■ SOURCE ■
▬▬▬▬▬▬

Studio album by Loudness
- Released: September 4, 2002
- Studio: Little Bach Kobuchizawa and Freedom Studio, Tokyo, Japan
- Genre: Groove metal, nu metal, speed metal
- Length: 57:13
- Language: Japanese / English
- Label: Tokuma Japan
- Producer: Loudness, Noricazu Shimano

Loudness chronology
| Pandemonium (2001) | Biosphere (2002) | Loudness Live 2002 (2003) |

= Biosphere (album) =

Biosphere (新世界, Shin sekai) is the seventeenth studio album by the Japanese metal band Loudness. It was released only in Japan, in 2002.

Professional ratings
Review scores
| Source | Rating |
| Maximum Metal | (very favourable) |

==Track listing==
All lyrics by Minoru Niihara, music as indicated.

▬▬▬▬▬▬

■ AIM OF THE TASK ■
List every genre the Biosphere album entry assigns to the album. Answer using only the information in the Biosphere album entry.

■ DATA LINES ■
▬▬▬▬▬▬

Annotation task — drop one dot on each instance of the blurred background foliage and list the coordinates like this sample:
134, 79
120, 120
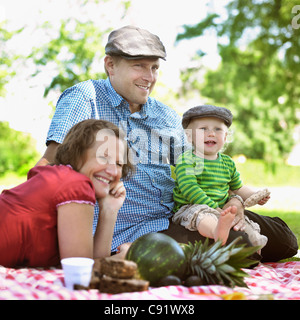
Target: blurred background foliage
258, 76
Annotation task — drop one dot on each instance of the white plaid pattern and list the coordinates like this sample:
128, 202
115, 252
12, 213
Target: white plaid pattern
149, 200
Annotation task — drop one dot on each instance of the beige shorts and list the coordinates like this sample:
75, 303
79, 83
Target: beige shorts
190, 215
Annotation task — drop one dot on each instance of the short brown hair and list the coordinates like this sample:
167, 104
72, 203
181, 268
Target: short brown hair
81, 137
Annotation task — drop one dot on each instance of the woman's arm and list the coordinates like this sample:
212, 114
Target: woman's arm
108, 211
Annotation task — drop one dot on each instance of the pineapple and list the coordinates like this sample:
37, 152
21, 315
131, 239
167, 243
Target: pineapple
217, 264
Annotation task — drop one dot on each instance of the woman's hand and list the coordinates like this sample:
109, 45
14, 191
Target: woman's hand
114, 200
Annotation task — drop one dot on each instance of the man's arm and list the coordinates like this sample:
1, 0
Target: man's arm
49, 154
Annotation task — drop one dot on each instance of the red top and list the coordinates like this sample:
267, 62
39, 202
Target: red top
28, 214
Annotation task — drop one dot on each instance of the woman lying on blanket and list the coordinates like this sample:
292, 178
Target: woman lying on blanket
50, 216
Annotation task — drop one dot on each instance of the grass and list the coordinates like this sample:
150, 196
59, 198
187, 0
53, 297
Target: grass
257, 173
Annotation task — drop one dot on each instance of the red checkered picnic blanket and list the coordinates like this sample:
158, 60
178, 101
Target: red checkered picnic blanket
266, 281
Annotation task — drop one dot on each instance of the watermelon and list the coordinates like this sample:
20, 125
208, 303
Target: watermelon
157, 256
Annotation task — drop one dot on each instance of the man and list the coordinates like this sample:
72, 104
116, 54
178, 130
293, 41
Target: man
154, 132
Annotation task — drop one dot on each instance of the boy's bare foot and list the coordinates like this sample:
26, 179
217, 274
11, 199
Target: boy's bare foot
224, 224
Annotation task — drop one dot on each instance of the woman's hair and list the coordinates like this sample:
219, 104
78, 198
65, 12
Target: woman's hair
82, 137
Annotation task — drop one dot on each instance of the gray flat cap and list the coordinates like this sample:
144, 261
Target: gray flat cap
134, 43
207, 111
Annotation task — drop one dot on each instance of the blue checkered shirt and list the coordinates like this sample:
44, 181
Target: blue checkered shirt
155, 137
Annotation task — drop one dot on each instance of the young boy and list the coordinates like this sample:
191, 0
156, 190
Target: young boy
205, 176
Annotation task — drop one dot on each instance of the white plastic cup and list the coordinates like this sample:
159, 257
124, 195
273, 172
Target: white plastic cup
77, 270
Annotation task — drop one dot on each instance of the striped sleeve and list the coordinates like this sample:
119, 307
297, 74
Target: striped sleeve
187, 188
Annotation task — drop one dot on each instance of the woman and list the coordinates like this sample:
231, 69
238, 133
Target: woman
50, 216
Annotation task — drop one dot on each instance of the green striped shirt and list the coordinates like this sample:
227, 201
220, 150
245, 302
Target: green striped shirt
204, 181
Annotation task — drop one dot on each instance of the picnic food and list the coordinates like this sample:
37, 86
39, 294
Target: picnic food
118, 275
157, 255
112, 275
217, 264
256, 197
213, 264
117, 268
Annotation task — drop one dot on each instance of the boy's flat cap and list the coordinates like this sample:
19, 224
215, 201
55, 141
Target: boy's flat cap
207, 111
134, 43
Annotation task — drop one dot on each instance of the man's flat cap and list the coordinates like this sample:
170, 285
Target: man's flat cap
134, 43
207, 111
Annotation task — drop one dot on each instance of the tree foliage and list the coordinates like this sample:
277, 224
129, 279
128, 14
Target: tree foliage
259, 75
17, 153
7, 58
73, 53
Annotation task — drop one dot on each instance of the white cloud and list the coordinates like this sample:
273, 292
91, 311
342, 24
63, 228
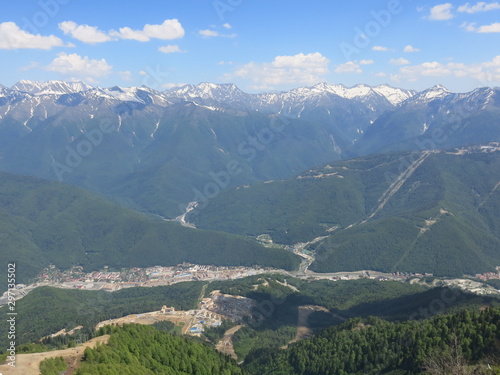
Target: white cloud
410, 48
171, 48
84, 33
469, 26
484, 72
126, 75
214, 34
400, 61
348, 67
32, 65
284, 70
12, 37
493, 28
441, 12
380, 48
169, 29
76, 66
479, 7
366, 62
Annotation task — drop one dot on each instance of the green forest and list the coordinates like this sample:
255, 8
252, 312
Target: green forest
375, 346
46, 223
143, 350
442, 220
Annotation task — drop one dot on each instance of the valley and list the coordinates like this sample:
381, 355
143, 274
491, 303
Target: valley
248, 222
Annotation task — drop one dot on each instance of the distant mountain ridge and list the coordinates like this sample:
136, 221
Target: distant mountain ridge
161, 148
427, 211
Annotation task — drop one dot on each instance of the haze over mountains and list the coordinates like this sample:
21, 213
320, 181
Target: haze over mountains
159, 151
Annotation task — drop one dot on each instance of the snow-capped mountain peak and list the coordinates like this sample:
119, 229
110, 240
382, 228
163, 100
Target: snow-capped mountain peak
219, 92
358, 92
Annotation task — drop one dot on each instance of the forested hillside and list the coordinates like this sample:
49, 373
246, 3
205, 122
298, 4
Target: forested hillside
142, 350
46, 223
435, 212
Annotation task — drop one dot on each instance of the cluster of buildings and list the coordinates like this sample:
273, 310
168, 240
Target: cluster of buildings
151, 276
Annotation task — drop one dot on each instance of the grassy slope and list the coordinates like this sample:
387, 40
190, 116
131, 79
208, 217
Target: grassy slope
50, 223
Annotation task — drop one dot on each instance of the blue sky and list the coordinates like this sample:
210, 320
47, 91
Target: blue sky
259, 45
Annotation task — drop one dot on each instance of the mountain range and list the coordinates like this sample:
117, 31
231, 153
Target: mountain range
44, 222
158, 151
426, 211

▬▬▬▬▬▬

■ RESPONSE TO THIS TASK ■
Groove metal, nu metal, speed metal